● Text excerpt:

Solved: Writeback in DRAM

md_K_ · ‎06-30-2014

Hi

I am looking for the hardware performance counters to measure the number of writebacks in DRAM (dirty lines evicted from LLC). I haven't found anything for sandybridge/ivybridge system. OFFCORE_RESPONSE_0:WB measures the writeback in LLC (dirty lines evicted from L2).

Any chance it might be possible to measure in other architectures (atom, etc.). I will really appreciate any help. Thanks

McCalpinJohn · ‎07-01-2014

Linux perf support for uncore counters is incredibly difficult to track....

I think that the events mentioned above (e.g., UNC_ARB_TRK_REQUESTS) are for the "client" parts, not the Xeon E5-26xx series.

My Xeon E5-2680 systems are running RHEL 6.4, which has backported some of the uncore performance counters from much later (3.x) kernels. The perf subsystem knows about the uncore CBo counters -- the /sys/bus/event_source/devices/ directory contains 20 sub-directories starting with the names "uncore_", but only the "uncore_imc_*" and "uncore_qpi_*" have events defined by name (in their "events" subdirectories). So I can access the CBo counters using commands like
perf stat -e "uncore_cbox_0/event=0x00,umask=0x00/"
but I have to explicitly program each field.

I have not yet been able to work through the CBo counter documentation in enough detail to find which event(s) correspond to LLC writebacks.

The Home Agent (HA) provides the interface between the ring and the Memory Controllers. Event 0x01, Umask 0x0C REQUESTS.WRITES will count all incoming write requests to the Home Agent. This includes streaming stores, writebacks of dirty lines, intervention requests that hit modified data and force a writeback, and anything else that causes a write to memory. I have not compared these counts to the corresponding read and write values from the Memory Controller counters.

The iMC (integrated Memory Controller) counters are supported by "perf stat" on my system with a couple of pre-defined events -- including the critical ones "cas_count_read" (corresponding to iMC Event 0x04/Umask 0x03: CAS_COUNT.RD) and "cas_count_write" (corresponding to iMC Event 0x04/Umask 0x0C: CAS_COUNT.WR). I have looked at these pretty closely and they appear to be accurate. Since these counters are at the DRAMs they count all traffic, including streaming stores and IO traffic to system memory, so the values will always be higher than the L3 writeback traffic.

● Records supplied:

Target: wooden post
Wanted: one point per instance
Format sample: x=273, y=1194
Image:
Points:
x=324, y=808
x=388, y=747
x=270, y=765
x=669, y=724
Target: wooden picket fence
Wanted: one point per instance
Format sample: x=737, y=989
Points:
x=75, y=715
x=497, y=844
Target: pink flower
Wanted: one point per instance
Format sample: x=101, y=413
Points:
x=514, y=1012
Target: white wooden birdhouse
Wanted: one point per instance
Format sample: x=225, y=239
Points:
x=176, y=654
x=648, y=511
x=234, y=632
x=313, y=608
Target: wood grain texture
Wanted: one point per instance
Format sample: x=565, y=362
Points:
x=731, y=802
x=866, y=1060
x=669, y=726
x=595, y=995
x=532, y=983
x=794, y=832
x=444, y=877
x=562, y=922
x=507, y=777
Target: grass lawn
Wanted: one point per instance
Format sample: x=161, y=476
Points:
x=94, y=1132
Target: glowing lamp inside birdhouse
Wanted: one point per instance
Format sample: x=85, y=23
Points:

● Actions to take:
1) In the DRAM writeback thread, list everything that the Home Agent event REQUESTS.WRITES is said to include in its count.
2) Retype the rows from the line with "Target: grass lawn" through the last line of the rows, keeping every character the same.

● Response list:
1)
- Streaming stores
- Writebacks of dirty lines
- Intervention requests that hit modified data and force a writeback
- Anything else that causes a write to memory

2)
Target: grass lawn
Wanted: one point per instance
Format sample: x=161, y=476
Points:
x=94, y=1132
Target: glowing lamp inside birdhouse
Wanted: one point per instance
Format sample: x=85, y=23
Points:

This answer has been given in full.